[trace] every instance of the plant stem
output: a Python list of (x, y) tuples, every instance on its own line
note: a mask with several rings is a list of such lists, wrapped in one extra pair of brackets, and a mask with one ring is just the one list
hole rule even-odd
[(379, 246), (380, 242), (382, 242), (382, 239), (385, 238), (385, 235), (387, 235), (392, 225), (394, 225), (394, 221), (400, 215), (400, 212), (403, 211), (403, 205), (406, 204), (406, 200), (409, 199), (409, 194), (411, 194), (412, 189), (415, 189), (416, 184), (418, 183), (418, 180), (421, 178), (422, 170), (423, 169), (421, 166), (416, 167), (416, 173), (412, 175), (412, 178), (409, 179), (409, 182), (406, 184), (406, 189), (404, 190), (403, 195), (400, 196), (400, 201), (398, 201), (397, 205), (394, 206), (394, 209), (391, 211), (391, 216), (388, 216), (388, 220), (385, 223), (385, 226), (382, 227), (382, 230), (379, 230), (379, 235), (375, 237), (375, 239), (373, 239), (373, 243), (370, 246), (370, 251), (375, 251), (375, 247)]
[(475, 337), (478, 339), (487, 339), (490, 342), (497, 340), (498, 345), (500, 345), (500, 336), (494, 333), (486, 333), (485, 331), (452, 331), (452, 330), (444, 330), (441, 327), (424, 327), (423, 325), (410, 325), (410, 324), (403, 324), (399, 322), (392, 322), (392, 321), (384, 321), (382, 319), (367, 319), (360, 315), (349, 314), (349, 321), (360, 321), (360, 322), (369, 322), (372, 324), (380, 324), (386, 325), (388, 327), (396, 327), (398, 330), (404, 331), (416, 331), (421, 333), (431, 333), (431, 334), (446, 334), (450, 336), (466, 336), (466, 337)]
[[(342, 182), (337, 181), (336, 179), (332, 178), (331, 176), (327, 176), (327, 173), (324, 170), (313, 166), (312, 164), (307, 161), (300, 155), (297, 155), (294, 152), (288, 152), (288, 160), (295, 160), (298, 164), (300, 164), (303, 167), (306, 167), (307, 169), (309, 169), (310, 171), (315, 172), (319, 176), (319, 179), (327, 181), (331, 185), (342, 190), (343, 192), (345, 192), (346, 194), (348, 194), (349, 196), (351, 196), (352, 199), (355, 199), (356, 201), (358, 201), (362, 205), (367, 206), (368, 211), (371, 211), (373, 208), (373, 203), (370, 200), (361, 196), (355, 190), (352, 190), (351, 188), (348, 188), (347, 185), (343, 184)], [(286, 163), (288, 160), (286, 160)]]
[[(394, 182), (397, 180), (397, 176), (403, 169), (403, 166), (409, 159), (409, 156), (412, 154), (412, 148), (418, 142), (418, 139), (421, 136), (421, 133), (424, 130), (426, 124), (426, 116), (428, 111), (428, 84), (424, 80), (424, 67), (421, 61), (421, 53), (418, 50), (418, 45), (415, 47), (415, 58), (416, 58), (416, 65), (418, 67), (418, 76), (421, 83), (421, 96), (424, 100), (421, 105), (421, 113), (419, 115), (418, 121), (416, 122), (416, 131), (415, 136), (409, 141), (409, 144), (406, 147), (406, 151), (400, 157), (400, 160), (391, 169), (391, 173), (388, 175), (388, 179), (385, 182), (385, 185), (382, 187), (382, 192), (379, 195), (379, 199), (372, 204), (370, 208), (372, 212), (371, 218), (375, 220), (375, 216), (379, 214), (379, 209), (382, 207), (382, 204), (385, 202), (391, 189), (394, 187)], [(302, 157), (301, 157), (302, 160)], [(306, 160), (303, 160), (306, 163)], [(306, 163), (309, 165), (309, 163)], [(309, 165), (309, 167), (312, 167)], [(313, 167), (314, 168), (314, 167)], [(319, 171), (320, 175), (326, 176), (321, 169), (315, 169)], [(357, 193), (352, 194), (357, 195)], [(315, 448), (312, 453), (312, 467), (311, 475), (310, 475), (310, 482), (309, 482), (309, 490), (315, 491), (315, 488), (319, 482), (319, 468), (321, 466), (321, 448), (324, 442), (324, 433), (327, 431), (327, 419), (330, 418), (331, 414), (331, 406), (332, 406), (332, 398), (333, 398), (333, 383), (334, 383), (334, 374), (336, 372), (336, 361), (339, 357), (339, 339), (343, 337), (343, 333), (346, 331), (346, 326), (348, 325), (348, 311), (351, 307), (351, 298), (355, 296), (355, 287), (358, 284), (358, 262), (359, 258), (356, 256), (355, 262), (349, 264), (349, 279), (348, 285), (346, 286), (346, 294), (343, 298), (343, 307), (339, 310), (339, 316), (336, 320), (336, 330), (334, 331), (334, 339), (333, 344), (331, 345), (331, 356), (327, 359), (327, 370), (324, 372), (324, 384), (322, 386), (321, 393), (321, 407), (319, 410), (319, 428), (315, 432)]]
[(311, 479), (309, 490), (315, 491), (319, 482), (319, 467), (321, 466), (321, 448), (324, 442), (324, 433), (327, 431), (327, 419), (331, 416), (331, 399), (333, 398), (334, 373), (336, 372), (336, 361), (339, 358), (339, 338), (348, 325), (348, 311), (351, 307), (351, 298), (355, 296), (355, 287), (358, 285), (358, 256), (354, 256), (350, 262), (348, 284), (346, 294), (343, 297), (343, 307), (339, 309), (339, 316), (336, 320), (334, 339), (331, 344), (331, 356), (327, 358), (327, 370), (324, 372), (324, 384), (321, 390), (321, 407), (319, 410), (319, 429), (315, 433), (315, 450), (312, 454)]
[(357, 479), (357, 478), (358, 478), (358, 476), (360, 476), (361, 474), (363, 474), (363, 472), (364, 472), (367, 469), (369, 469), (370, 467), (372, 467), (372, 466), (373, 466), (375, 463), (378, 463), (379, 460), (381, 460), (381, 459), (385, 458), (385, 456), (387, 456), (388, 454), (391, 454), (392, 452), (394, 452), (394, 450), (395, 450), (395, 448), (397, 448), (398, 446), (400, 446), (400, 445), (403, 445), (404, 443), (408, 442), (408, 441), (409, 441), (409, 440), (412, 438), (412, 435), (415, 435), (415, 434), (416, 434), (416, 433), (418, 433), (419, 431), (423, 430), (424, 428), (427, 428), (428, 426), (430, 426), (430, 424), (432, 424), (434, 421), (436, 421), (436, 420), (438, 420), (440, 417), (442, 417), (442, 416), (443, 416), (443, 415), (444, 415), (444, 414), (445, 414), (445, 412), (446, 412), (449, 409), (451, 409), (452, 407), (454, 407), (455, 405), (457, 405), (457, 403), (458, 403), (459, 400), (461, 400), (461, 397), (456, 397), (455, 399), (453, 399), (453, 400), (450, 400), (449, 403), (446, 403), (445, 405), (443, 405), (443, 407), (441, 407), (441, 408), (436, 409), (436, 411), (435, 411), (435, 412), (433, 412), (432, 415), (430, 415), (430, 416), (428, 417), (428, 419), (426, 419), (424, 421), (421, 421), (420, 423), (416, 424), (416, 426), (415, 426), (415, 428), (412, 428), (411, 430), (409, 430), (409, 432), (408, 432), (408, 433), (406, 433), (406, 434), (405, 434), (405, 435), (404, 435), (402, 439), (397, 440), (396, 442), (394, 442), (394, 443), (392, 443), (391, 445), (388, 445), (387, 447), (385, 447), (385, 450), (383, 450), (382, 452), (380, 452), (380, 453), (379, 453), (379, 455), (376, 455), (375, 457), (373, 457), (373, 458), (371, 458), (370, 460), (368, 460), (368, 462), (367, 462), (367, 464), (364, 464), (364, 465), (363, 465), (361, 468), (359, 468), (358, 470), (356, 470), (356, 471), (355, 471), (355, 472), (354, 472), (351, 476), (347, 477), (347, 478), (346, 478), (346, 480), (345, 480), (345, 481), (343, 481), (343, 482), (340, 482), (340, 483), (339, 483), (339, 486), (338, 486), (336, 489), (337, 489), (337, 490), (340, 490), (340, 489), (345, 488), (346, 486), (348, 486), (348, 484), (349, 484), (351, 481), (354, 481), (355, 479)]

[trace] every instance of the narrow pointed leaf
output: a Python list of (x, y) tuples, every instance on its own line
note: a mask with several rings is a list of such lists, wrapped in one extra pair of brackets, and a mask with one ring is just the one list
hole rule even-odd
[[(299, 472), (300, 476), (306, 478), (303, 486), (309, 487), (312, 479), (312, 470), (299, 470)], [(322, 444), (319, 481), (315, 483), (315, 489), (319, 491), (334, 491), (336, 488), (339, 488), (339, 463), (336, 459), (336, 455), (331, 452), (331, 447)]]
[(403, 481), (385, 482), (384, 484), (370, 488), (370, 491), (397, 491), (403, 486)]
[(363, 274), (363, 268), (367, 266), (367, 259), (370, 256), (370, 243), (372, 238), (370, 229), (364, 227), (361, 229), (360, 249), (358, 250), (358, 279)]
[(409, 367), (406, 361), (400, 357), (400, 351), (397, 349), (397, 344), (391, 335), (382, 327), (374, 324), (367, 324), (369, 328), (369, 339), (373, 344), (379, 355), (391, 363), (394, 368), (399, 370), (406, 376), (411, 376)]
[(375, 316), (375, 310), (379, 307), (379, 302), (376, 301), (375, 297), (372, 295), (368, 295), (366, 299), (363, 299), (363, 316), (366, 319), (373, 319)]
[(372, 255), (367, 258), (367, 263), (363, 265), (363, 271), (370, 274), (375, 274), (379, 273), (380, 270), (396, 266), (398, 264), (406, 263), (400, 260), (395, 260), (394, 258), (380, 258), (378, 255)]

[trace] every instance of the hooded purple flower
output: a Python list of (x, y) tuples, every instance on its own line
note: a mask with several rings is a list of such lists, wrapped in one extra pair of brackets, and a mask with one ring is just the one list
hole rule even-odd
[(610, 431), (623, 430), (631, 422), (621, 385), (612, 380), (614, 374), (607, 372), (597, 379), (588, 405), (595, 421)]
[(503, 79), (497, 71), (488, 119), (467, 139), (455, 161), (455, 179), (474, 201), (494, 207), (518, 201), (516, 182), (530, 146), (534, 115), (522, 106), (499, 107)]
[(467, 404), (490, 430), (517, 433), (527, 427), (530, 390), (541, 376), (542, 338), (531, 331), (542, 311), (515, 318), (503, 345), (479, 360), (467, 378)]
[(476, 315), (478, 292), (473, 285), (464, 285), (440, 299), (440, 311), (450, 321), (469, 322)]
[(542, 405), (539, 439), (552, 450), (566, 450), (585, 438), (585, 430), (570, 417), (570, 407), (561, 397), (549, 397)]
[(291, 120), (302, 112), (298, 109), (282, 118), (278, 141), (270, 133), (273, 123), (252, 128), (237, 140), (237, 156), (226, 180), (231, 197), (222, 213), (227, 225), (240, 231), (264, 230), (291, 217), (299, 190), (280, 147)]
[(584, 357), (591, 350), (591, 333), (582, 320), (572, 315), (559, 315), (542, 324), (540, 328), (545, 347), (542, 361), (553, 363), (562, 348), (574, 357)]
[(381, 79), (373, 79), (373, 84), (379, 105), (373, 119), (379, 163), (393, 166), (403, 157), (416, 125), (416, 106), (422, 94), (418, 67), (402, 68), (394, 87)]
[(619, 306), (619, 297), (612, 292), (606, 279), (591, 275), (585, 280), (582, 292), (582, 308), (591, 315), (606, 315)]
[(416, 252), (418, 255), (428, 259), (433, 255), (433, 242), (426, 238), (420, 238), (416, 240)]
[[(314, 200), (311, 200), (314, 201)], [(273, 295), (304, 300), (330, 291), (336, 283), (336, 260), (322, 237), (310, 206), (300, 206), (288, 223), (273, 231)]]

Short exercise:
Copy out everything from the line containing "[trace] every instance of the narrow" down to the line containing "258), (378, 255)]", swapping "pointed" for "tapered" and changing nothing else.

Answer to this exercise:
[trace] every instance of the narrow tapered leaf
output: a Python list of (x, y) tuples, every instance on its own line
note: a mask with several rings is a list of such lists, wrapped in one extra pair of brackets, and a mask with one ring is just the one list
hole rule even-odd
[[(299, 472), (300, 476), (306, 478), (303, 486), (309, 487), (312, 479), (312, 470), (299, 470)], [(322, 444), (319, 481), (315, 483), (315, 489), (319, 491), (334, 491), (336, 488), (339, 488), (339, 463), (336, 459), (336, 455), (331, 452), (331, 447)]]
[(403, 481), (385, 482), (384, 484), (370, 488), (370, 491), (397, 491), (403, 486)]
[(363, 274), (363, 268), (367, 266), (367, 259), (370, 256), (370, 243), (372, 238), (370, 229), (364, 227), (361, 229), (360, 249), (358, 250), (358, 279)]
[(409, 367), (406, 361), (400, 357), (400, 351), (397, 349), (397, 344), (391, 335), (382, 327), (374, 324), (367, 324), (369, 328), (369, 339), (373, 344), (379, 355), (391, 363), (394, 368), (399, 370), (406, 376), (411, 376)]
[(375, 316), (375, 310), (379, 307), (379, 302), (376, 301), (375, 297), (372, 295), (368, 295), (366, 299), (363, 299), (363, 316), (366, 319), (373, 319)]
[(372, 255), (367, 258), (367, 263), (363, 265), (363, 271), (370, 274), (375, 274), (379, 273), (380, 270), (396, 266), (398, 264), (406, 263), (400, 260), (395, 260), (394, 258), (380, 258), (378, 255)]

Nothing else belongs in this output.